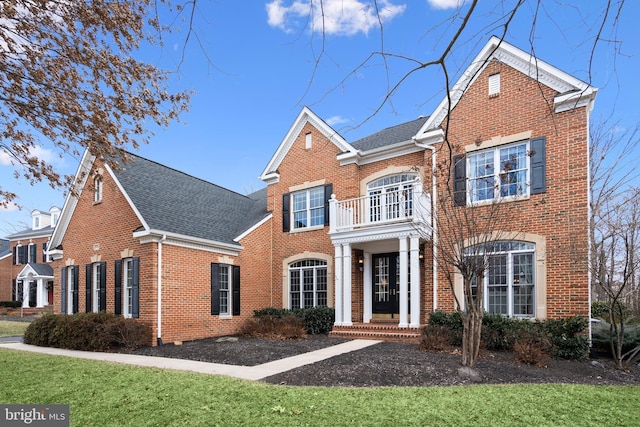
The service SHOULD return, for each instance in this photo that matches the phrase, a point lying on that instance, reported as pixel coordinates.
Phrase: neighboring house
(348, 224)
(30, 267)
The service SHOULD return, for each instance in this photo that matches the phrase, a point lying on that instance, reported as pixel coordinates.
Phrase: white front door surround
(407, 245)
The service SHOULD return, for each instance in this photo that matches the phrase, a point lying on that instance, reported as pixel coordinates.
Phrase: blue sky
(267, 60)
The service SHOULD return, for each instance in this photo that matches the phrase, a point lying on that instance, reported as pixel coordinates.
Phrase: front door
(385, 284)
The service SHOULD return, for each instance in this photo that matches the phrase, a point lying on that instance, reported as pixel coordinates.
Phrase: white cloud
(446, 4)
(340, 17)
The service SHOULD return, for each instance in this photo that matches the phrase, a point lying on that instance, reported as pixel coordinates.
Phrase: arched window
(509, 278)
(391, 197)
(308, 284)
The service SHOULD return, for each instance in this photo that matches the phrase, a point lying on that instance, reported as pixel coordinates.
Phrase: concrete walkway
(244, 372)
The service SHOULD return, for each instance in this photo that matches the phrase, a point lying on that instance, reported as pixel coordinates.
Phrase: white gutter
(434, 225)
(164, 237)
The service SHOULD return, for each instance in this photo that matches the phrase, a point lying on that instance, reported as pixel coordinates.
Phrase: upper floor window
(308, 284)
(498, 173)
(307, 208)
(97, 189)
(391, 197)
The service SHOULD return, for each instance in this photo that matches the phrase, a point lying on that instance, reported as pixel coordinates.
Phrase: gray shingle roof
(391, 135)
(4, 248)
(172, 201)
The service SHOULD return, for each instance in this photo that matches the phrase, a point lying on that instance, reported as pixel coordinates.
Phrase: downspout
(159, 339)
(434, 225)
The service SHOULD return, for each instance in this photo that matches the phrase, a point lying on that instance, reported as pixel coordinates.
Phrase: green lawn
(101, 394)
(12, 329)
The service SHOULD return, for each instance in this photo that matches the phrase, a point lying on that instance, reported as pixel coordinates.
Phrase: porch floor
(384, 330)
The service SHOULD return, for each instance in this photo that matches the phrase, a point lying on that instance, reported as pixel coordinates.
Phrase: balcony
(397, 204)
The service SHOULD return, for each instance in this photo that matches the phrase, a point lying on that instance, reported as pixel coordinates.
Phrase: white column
(346, 281)
(404, 288)
(368, 288)
(338, 291)
(414, 259)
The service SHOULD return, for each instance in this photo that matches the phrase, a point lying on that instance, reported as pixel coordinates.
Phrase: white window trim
(127, 287)
(229, 313)
(308, 210)
(95, 286)
(497, 198)
(315, 282)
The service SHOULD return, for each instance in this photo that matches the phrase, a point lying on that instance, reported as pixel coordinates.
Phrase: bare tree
(69, 80)
(617, 263)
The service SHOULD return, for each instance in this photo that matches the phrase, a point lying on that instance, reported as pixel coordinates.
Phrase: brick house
(27, 272)
(349, 224)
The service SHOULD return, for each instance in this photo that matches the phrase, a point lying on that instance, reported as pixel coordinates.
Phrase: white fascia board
(126, 196)
(388, 152)
(520, 60)
(167, 238)
(305, 116)
(254, 227)
(69, 207)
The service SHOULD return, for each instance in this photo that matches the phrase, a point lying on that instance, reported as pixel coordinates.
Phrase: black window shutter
(118, 287)
(63, 289)
(286, 212)
(459, 180)
(328, 191)
(135, 288)
(215, 288)
(33, 253)
(235, 283)
(87, 288)
(74, 289)
(538, 165)
(102, 304)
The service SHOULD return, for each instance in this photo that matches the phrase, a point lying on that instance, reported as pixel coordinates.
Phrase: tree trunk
(471, 337)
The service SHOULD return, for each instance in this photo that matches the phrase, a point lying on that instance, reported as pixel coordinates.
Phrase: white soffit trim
(69, 207)
(572, 91)
(270, 174)
(147, 236)
(254, 227)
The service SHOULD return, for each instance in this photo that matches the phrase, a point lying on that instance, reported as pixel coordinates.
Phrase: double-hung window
(308, 208)
(499, 172)
(308, 284)
(509, 279)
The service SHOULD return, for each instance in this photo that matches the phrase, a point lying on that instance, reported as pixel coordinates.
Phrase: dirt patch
(391, 364)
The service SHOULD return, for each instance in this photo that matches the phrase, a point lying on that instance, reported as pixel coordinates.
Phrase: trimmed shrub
(274, 327)
(87, 332)
(316, 320)
(567, 337)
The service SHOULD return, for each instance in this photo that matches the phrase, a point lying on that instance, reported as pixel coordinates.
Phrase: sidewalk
(244, 372)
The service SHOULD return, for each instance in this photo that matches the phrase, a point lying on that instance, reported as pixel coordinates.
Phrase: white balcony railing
(402, 203)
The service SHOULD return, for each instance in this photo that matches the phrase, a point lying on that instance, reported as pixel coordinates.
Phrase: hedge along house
(149, 242)
(375, 256)
(348, 224)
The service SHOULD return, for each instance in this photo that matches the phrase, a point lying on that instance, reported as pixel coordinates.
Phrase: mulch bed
(391, 364)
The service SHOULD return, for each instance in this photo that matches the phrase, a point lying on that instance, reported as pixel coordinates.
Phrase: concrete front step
(377, 331)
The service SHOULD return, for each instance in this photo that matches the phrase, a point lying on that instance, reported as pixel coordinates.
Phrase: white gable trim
(573, 93)
(270, 174)
(69, 207)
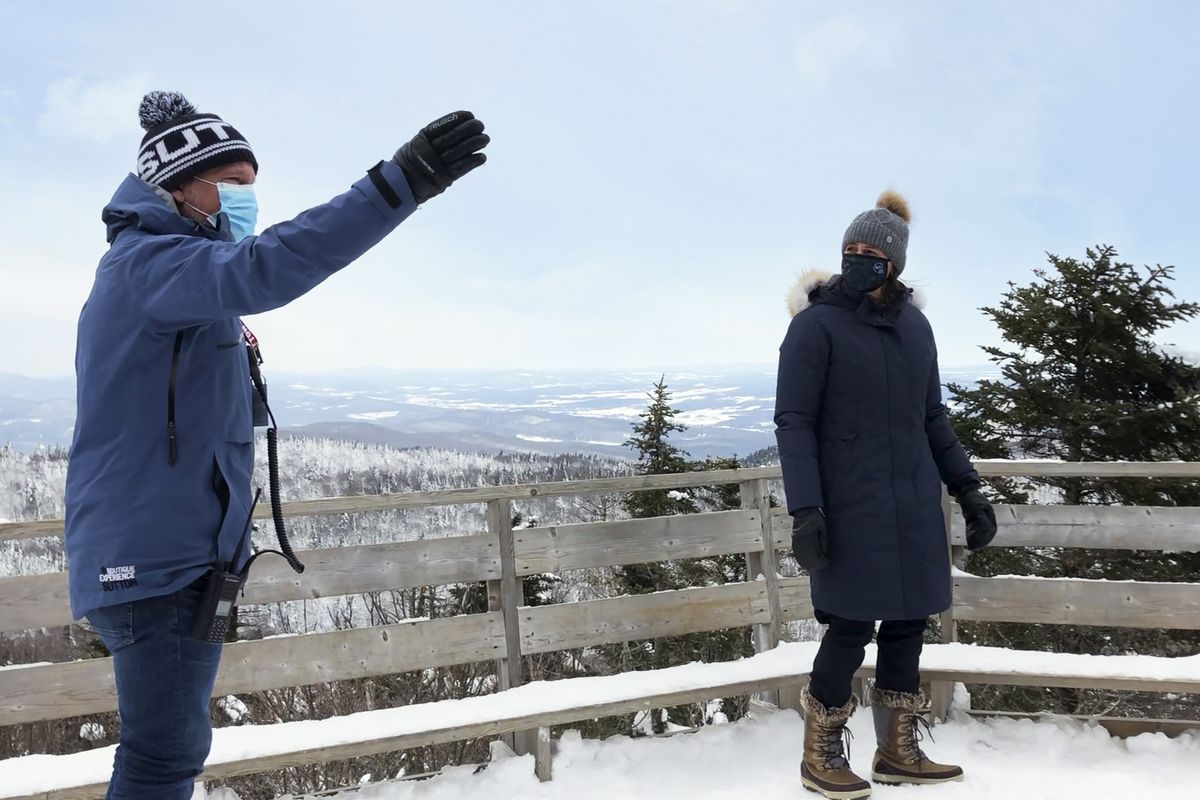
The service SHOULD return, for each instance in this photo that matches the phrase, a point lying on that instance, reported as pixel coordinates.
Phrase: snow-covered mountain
(727, 409)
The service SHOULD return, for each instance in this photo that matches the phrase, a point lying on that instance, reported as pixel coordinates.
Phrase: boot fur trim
(816, 710)
(889, 698)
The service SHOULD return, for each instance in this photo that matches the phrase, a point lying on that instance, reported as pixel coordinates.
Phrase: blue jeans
(163, 684)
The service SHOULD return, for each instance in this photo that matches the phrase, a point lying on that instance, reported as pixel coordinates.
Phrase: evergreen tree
(1084, 379)
(658, 456)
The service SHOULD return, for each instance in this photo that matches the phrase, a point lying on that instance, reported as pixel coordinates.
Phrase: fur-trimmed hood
(802, 293)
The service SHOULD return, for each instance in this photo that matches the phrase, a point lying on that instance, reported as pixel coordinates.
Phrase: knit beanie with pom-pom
(885, 227)
(180, 143)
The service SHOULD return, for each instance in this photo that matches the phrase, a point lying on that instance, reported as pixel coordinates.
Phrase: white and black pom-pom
(159, 107)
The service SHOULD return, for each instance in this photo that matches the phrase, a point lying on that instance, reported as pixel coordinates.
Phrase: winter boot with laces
(826, 765)
(899, 759)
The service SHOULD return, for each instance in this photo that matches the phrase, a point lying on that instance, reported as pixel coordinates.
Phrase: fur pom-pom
(798, 296)
(894, 203)
(159, 107)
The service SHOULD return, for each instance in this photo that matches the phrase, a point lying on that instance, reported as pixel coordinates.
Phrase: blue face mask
(863, 274)
(240, 206)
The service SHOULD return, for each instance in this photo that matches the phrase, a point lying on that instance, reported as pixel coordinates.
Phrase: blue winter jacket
(160, 336)
(863, 434)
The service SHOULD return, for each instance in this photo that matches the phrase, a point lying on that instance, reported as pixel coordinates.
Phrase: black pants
(897, 668)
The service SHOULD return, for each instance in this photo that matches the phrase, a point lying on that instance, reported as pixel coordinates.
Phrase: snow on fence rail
(509, 629)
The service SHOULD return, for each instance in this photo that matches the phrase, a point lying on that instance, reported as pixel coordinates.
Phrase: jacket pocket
(113, 625)
(837, 432)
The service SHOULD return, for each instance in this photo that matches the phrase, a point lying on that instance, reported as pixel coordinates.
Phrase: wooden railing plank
(1135, 528)
(795, 599)
(545, 629)
(1062, 601)
(636, 541)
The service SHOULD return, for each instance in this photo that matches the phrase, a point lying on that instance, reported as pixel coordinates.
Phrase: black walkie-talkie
(221, 589)
(211, 623)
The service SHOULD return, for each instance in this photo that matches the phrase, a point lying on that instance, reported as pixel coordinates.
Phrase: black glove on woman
(981, 518)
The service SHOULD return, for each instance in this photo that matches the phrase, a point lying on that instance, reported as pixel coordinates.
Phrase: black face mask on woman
(864, 274)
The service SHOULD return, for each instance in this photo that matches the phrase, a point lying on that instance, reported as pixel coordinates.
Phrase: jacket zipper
(172, 444)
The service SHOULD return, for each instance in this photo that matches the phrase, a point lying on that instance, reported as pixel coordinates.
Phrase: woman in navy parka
(865, 447)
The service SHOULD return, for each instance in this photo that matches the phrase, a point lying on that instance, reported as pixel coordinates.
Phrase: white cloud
(821, 48)
(99, 112)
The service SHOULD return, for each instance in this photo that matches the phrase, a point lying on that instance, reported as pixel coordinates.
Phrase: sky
(660, 170)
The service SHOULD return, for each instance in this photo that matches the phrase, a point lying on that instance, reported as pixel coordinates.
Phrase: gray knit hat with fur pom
(885, 227)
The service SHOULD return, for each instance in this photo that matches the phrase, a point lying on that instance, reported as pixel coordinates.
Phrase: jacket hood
(813, 282)
(137, 204)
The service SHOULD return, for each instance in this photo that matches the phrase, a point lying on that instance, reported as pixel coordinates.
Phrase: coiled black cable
(273, 469)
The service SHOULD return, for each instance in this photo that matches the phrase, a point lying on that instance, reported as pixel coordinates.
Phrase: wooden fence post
(507, 595)
(766, 564)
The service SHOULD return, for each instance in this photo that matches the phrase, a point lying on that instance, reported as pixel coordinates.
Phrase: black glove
(810, 541)
(981, 518)
(442, 152)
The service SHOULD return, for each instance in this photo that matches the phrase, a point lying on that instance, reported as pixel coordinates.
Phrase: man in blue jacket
(159, 486)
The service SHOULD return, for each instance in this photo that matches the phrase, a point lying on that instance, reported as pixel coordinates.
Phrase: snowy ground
(760, 759)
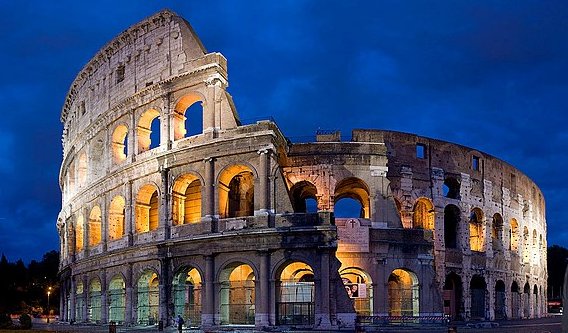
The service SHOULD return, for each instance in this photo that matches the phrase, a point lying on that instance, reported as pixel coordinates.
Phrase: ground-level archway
(296, 295)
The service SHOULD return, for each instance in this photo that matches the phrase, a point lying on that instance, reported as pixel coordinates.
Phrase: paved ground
(543, 325)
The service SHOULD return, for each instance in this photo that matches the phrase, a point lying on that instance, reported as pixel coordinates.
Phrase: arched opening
(527, 301)
(500, 300)
(148, 130)
(527, 246)
(451, 188)
(497, 232)
(452, 218)
(237, 295)
(187, 295)
(120, 144)
(188, 116)
(95, 301)
(79, 233)
(359, 287)
(404, 295)
(95, 226)
(476, 230)
(514, 236)
(304, 195)
(147, 209)
(423, 214)
(116, 218)
(79, 302)
(535, 302)
(186, 200)
(453, 296)
(478, 290)
(358, 192)
(236, 192)
(296, 293)
(148, 297)
(515, 301)
(82, 170)
(117, 299)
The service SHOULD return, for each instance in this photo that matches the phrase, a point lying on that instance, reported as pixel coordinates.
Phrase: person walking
(180, 323)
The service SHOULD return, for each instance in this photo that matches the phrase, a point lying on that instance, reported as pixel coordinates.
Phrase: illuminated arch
(180, 114)
(144, 129)
(237, 294)
(148, 298)
(147, 209)
(187, 285)
(117, 299)
(236, 191)
(403, 293)
(119, 144)
(476, 230)
(95, 226)
(295, 295)
(423, 214)
(186, 200)
(302, 192)
(356, 189)
(359, 287)
(116, 218)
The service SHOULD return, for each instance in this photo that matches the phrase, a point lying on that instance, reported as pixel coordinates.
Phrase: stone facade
(172, 206)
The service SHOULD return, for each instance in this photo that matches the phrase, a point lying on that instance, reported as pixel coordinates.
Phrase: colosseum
(171, 205)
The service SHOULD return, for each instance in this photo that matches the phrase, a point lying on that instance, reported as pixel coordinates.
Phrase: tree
(556, 260)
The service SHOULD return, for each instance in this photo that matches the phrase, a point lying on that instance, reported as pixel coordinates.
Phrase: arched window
(236, 192)
(116, 218)
(186, 200)
(451, 188)
(478, 289)
(356, 190)
(82, 170)
(452, 217)
(237, 295)
(303, 195)
(296, 295)
(497, 233)
(79, 233)
(359, 287)
(476, 230)
(404, 294)
(120, 144)
(147, 209)
(514, 236)
(95, 227)
(423, 214)
(188, 116)
(187, 294)
(148, 130)
(95, 301)
(117, 299)
(148, 297)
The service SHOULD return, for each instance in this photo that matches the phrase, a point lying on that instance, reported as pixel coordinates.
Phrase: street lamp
(48, 293)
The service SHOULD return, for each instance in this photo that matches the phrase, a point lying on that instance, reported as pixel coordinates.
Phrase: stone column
(263, 306)
(323, 318)
(128, 304)
(165, 211)
(129, 214)
(104, 298)
(207, 315)
(264, 183)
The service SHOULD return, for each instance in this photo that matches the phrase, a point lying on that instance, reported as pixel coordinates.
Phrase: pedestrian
(180, 323)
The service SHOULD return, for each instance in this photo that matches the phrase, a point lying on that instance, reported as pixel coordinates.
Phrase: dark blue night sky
(490, 75)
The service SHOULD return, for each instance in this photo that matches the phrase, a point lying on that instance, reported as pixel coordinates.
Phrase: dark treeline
(23, 289)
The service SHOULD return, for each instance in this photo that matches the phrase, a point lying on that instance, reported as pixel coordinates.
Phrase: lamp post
(48, 293)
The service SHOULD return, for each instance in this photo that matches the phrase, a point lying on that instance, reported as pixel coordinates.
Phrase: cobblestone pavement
(543, 325)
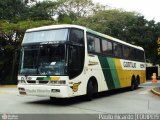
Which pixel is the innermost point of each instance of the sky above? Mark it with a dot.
(150, 9)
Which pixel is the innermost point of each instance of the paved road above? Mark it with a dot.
(117, 101)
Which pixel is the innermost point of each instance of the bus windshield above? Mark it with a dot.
(45, 36)
(43, 60)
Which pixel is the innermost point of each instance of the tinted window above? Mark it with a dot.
(126, 52)
(106, 47)
(139, 55)
(93, 44)
(117, 50)
(77, 36)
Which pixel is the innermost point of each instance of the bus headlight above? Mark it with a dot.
(60, 82)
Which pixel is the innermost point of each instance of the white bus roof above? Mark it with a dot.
(86, 29)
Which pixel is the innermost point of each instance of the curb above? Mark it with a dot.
(8, 86)
(155, 92)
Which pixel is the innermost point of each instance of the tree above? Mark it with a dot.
(74, 9)
(12, 9)
(11, 35)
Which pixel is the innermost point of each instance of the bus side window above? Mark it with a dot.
(126, 52)
(106, 47)
(93, 44)
(77, 36)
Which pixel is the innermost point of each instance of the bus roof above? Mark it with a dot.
(86, 29)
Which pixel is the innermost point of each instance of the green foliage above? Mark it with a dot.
(12, 9)
(16, 17)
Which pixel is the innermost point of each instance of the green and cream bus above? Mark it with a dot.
(62, 61)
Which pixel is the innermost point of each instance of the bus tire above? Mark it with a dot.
(90, 90)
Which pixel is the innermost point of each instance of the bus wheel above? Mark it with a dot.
(89, 91)
(137, 82)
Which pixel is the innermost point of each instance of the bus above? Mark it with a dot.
(62, 61)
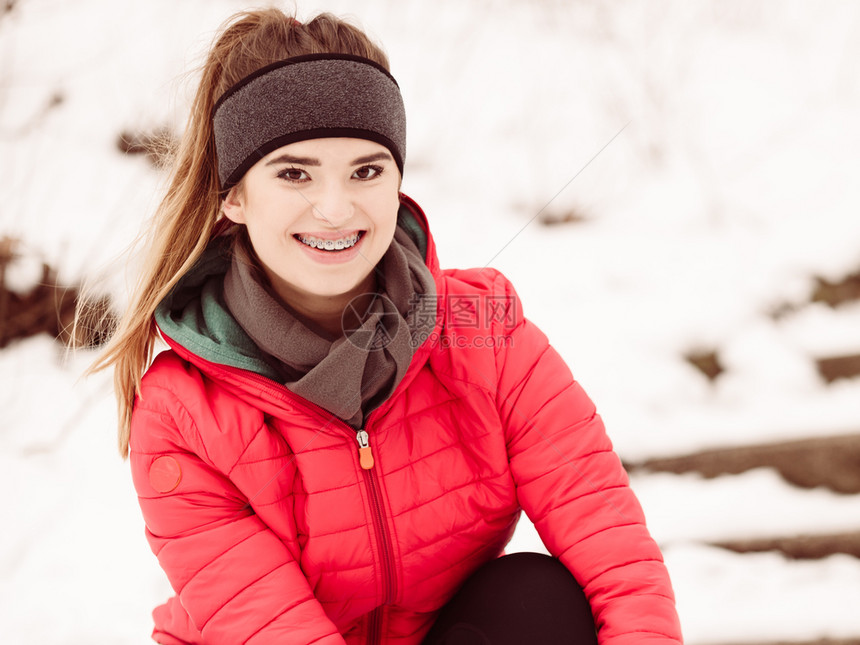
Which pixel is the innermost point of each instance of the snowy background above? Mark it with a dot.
(706, 153)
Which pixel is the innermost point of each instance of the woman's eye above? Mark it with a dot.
(293, 174)
(367, 172)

◆ EXERCISE DETAILS
Would you set down, word for word, the lines running from the one that contains "foliage above? Mark it with a dot." to the last line of the material, omitting all pictures?

◆ RESULT OF THIS TASK
Which pixel is the innermost point of each instance of the green foliage above? Mark it with a dot.
(12, 9)
(16, 17)
Which pixel is the innermost point of each instance of the green and cream bus above? Mark it with a dot.
(62, 61)
Which pixel is the innermost point of each instance of the bus tire above? Mark it with a dot.
(90, 90)
Which pixel is the innermost point of each instance of the bus wheel above? Mark it with a dot.
(89, 91)
(137, 82)
Which pixel is the innermost point of each instance of the bus above? Mark it with a dot.
(62, 61)
Which pixel is the innermost point of each instance of the snowy background above? Mark it with a dot.
(706, 153)
Which pixel is the innermost point of each instance of the woman's eye above? Mark it with a dot.
(293, 174)
(367, 172)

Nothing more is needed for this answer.